++++ Text block

BEIJING — Rukiya Maimaiti, a local propaganda official in China’s far west, warned her colleagues to steel themselves for a wrenching task: detaining large numbers of ethnic Uighurs and other Muslim minorities.
The Chinese government wanted to purge the Xinjiang region of “extremist” ideas, she told her co-workers, and secular Uighurs like themselves had to support the campaign for the good of their people.
“Fully understand that this task is in order to save your relatives and your families,” wrote Ms. Maimaiti, a Communist Party functionary who works on the western edge of Xinjiang, in a message that was preserved online. “This is a special kind of education for a special time.”
Her warning is one piece of a trail of evidence, often found on obscure government websites, that unmasks the origin of China’s most sweeping internment drive since the Mao era — and establishes how President Xi Jinping and other senior leaders played a decisive role in its rapid expansion.
In a campaign that has drawn condemnation around the world, hundreds of thousands of Uighurs and other Muslim minorities have been held in “transformation” camps across Xinjiang for weeks or months at a time, according to former inmates and their relatives.
Beijing says the facilities provide job training and legal education for Uighurs and has denied carrying out mass detentions.
But speeches, reports and other documents online offer a clearer account than previously reported of how China’s top leaders set in motion and escalated the indoctrination campaign, which aims to eradicate all but the mildest expressions of Islamic faith and any yearning for an independent Uighur homeland.
Mr. Xi has not publicly endorsed or commented on the camps, but he ordered a major shift in policy soon after visiting Xinjiang in 2014 to weaken Uighurs’ separate identity and assimilate them into a society dominated by the Han majority, according to the documents.

++++++++

Set tasks
1 - In the article on Xinjiang's internment camps, what does Beijing say the facilities provide for Uighurs?
2 - Carry on the article about Xinjiang's internment camps, starting after its final sentence.

++++ Entries provided

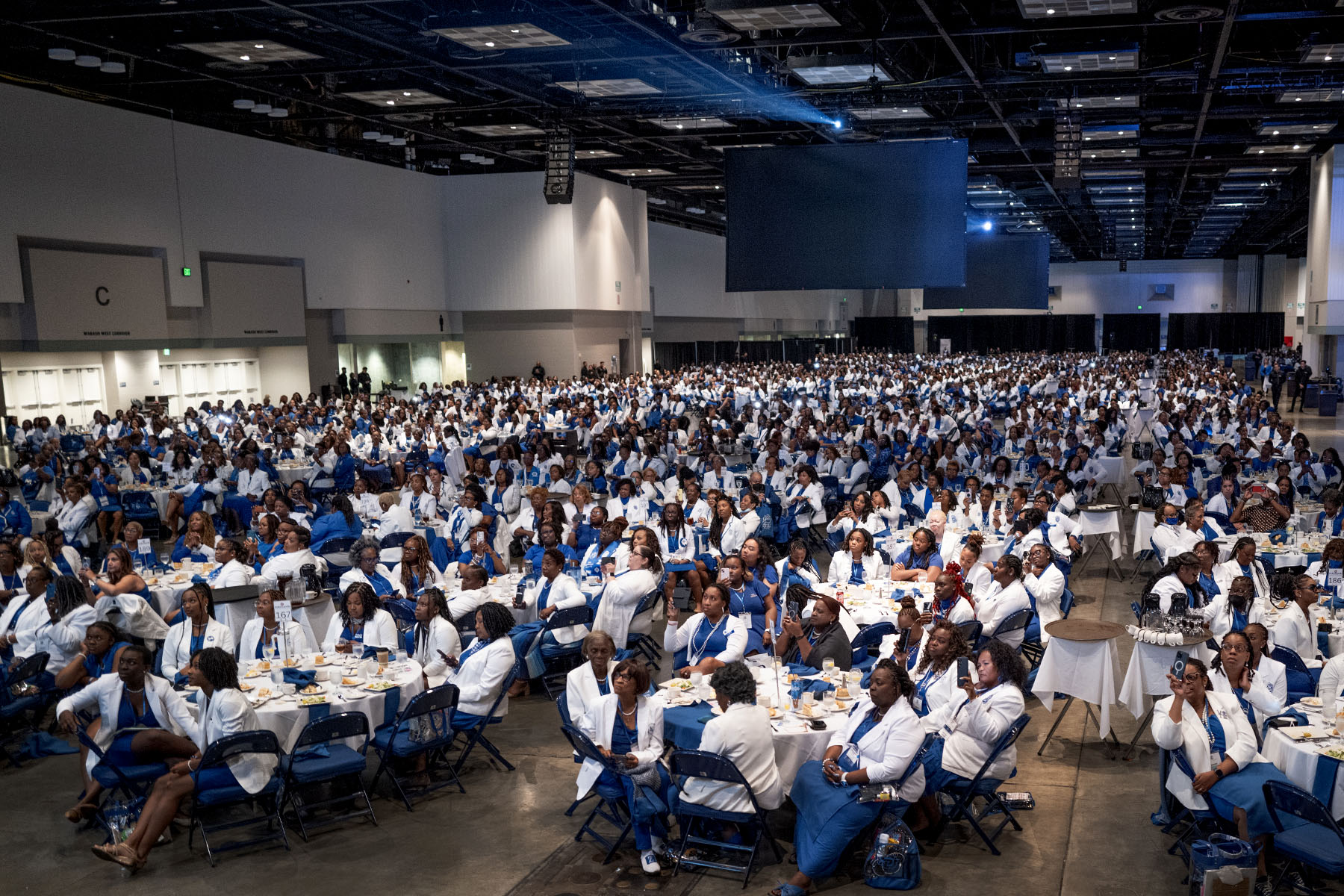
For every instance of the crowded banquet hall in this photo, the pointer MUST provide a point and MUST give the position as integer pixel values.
(694, 448)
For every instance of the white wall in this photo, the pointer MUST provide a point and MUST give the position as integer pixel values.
(370, 235)
(284, 370)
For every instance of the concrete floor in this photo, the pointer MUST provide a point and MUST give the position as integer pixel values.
(1090, 832)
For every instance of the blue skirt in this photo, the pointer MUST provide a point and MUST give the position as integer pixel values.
(1245, 788)
(120, 754)
(936, 777)
(830, 817)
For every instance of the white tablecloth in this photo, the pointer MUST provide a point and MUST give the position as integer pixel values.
(1083, 669)
(287, 718)
(1104, 524)
(1147, 673)
(1298, 761)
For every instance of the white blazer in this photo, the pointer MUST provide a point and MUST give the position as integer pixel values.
(841, 564)
(441, 635)
(617, 602)
(1297, 633)
(564, 594)
(250, 637)
(679, 635)
(685, 541)
(105, 692)
(1260, 696)
(1191, 735)
(228, 712)
(971, 729)
(1258, 576)
(482, 676)
(1048, 590)
(598, 722)
(1218, 615)
(889, 747)
(582, 692)
(379, 632)
(178, 644)
(744, 736)
(998, 606)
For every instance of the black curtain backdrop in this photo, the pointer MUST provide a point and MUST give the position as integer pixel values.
(1132, 332)
(1014, 332)
(1228, 332)
(890, 334)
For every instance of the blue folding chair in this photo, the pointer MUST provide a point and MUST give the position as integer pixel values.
(612, 805)
(1016, 621)
(20, 715)
(709, 766)
(394, 541)
(336, 555)
(423, 729)
(1317, 845)
(475, 736)
(868, 637)
(971, 630)
(1301, 682)
(562, 657)
(319, 758)
(986, 788)
(140, 507)
(120, 783)
(1187, 824)
(220, 798)
(644, 642)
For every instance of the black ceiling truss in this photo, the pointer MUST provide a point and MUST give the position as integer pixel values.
(1210, 84)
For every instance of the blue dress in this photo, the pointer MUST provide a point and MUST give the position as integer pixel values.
(648, 815)
(1245, 788)
(119, 753)
(750, 600)
(706, 641)
(830, 815)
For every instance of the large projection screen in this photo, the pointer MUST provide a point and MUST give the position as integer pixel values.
(1003, 270)
(847, 217)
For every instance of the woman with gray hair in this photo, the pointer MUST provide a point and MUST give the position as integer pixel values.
(593, 680)
(742, 735)
(366, 568)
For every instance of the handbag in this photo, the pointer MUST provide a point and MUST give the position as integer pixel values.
(894, 859)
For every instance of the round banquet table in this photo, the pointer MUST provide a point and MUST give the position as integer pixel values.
(1304, 765)
(1081, 660)
(794, 741)
(285, 718)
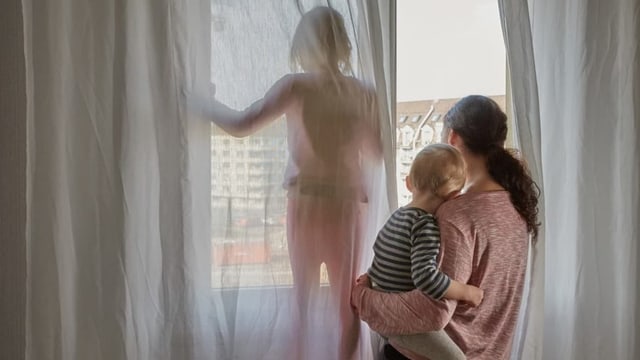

++++++++

Answers to each task
1 - Job training and legal education.

2 -
Later, amid official reports warning the results were insufficient, Mr. Xi reassigned Chen Quanguo, 62, the hard-line party chief in neighboring Tibet, to act as the chief enforcer of the crackdown in Xinjiang. Mr. Chen was also promoted to the 25-member Politburo, the party leadership council that governs China.
“What is happening in Xinjiang is the leading edge of a new, more coercive ethnic policy under Xi Jinping’s ‘new era’ of Chinese power,” said James Leibold, an expert on Xinjiang at La Trobe University in Australia who has monitored the campaign.
The Trump administration is weighing sanctions against Chinese officials and companies involved in the indoctrination camps, a move that would extend the friction between Washington and Beijing over trade and military disputes to human rights. A bipartisan commission has singled out Mr. Chen and six other officials as potential targets.
Last week, apparently stung by the international criticism, the Xinjiang government issued revised rules on “deradicalization” that for the first time clearly authorized the indoctrination camps.
Worried about Muslim extremism and ethnic nationalism, Beijing has long maintained tight control of Xinjiang, where nearly half the population of 24 million are Uighurs. In the decade up to 2014, the security forces struggled with a series of violent antigovernment attacks for which they blamed Uighur separatists.
Mr.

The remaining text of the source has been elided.